(PROBLEM DESCRIPTION): Nothing but an exact copy is wanted: the line with "As a warehouse robot's perception module, locate arched" and each line after it in the data below, last line included.

[Collected data]
'''

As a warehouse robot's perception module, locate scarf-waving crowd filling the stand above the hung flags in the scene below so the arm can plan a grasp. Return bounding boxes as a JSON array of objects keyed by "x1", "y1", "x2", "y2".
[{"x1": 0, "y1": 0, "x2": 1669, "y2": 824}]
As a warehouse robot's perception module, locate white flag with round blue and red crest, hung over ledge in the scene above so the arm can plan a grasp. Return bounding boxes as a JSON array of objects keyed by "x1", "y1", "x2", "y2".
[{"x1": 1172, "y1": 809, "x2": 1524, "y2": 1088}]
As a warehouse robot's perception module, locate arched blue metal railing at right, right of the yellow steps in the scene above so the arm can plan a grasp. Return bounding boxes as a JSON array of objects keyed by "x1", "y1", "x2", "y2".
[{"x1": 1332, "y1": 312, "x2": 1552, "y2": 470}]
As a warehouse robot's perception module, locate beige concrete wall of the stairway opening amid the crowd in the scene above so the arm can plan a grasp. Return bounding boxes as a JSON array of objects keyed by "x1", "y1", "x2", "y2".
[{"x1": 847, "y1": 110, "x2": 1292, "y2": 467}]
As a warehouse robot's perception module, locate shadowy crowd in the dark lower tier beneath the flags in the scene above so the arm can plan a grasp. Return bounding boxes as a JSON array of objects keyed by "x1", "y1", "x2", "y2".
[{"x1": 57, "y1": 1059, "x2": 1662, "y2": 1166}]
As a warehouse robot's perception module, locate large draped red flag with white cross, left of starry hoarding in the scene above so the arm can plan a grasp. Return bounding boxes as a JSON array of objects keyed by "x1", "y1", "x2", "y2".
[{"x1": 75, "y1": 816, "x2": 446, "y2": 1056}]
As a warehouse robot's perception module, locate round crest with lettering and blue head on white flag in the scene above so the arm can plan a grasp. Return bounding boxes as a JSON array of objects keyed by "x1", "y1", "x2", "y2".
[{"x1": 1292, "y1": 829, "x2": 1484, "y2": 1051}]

'''

(WRITTEN RESPONSE):
As a warehouse robot's perception module, locate arched blue metal railing at right, right of the yellow steps in the scene above so the arm can plan a grasp. Return bounding boxes as a JSON array of objects keyed by "x1", "y1", "x2", "y2".
[{"x1": 1332, "y1": 312, "x2": 1552, "y2": 470}]
As a warehouse robot's perception module, locate beige concrete wall of the stairway opening amid the crowd in the scene above so the arm can plan a grasp. Return bounding boxes as a JSON array of objects keyed by "x1", "y1", "x2", "y2".
[{"x1": 847, "y1": 110, "x2": 1292, "y2": 467}]
As a warehouse robot's perception module, locate shadowy crowd in the dark lower tier beneath the flags in the scene above so the arm can plan a grasp. Return bounding boxes as a JSON array of objects keyed by "x1", "y1", "x2", "y2".
[{"x1": 57, "y1": 1059, "x2": 1662, "y2": 1166}]
As a warehouse robot's perception module, locate large draped red flag with white cross, left of starry hoarding in the scene above so the arm can plan a grasp. Return bounding boxes as a JSON array of objects keyed by "x1", "y1", "x2", "y2".
[{"x1": 75, "y1": 816, "x2": 446, "y2": 1056}]
As a warehouse robot's perception module, locate round crest with lettering and blue head on white flag in the scene above so the arm can plan a grasp. Return bounding boxes as a JSON array of objects keyed by "x1", "y1", "x2", "y2".
[{"x1": 1292, "y1": 829, "x2": 1484, "y2": 1051}]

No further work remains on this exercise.